** Opening Input data block **

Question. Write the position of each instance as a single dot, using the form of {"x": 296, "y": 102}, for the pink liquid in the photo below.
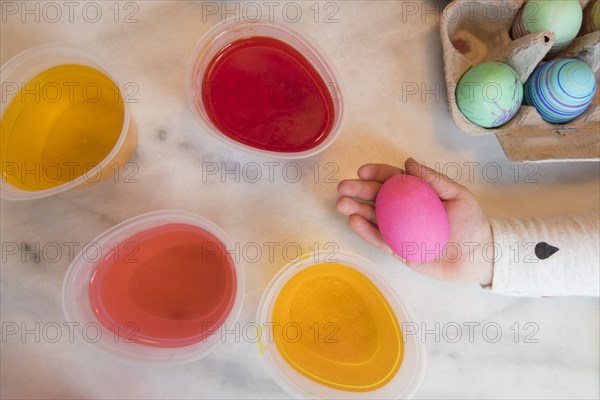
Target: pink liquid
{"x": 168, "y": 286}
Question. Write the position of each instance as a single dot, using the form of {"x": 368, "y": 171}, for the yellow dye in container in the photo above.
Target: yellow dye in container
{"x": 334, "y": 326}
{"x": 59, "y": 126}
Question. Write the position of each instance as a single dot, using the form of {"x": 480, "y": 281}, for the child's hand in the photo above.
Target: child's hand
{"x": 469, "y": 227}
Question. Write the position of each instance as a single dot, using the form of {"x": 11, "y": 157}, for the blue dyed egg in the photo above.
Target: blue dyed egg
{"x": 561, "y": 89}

** Closing Input data block **
** Opening Input data block **

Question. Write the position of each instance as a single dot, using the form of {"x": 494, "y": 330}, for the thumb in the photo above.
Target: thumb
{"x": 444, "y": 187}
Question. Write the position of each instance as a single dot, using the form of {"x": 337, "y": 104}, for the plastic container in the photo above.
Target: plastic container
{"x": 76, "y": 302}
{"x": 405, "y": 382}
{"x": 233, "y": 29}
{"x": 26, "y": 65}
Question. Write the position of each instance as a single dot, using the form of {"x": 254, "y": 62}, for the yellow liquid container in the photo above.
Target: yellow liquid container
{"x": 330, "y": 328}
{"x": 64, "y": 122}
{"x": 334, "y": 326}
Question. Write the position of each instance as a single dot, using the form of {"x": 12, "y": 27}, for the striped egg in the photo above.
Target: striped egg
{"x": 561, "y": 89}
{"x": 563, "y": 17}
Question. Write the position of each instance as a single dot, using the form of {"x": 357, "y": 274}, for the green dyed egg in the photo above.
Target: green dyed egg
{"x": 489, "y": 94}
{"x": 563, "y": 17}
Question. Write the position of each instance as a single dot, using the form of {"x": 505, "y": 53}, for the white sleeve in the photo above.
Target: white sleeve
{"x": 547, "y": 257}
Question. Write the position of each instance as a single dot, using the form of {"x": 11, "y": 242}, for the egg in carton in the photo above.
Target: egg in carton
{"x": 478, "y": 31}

** Closing Input data block **

If a line in the material above holds "Question", copy it.

Solved problem |
Question. Write the position of each instance as a single dot, using the form of {"x": 296, "y": 102}, for the pink liquid in the photo below.
Question. Write the position of each instance as a single dot, using the form of {"x": 368, "y": 171}, for the yellow dye in container in the photo above.
Question. Write the position of each instance as a single dot, using the form of {"x": 480, "y": 281}, for the child's hand in the photo above.
Question. Write the position of each instance as a single dot, using the form of {"x": 11, "y": 157}, for the blue dyed egg in the photo above.
Question. Write the position of each instance as a single dot, using the form of {"x": 494, "y": 330}, for the thumb in the photo above.
Question. Write the position of each instance as a single dot, using the form of {"x": 337, "y": 104}, for the plastic container in the photo above.
Question. Write the position of each instance as a single dot, using the form of {"x": 254, "y": 62}, for the yellow liquid container in the photo above.
Question. Write the position of each instance as a single dot, using the form of {"x": 12, "y": 27}, for the striped egg in the photo above.
Question. Write the position of each instance as a single dot, using the form of {"x": 357, "y": 274}, for the green dyed egg in the photo above.
Question. Write the position of each instance as a single dot, using the form of {"x": 505, "y": 53}, for the white sleeve in the photo above.
Question. Write the position of each instance as a single dot, using the form of {"x": 11, "y": 242}, for the egg in carton in the photo above.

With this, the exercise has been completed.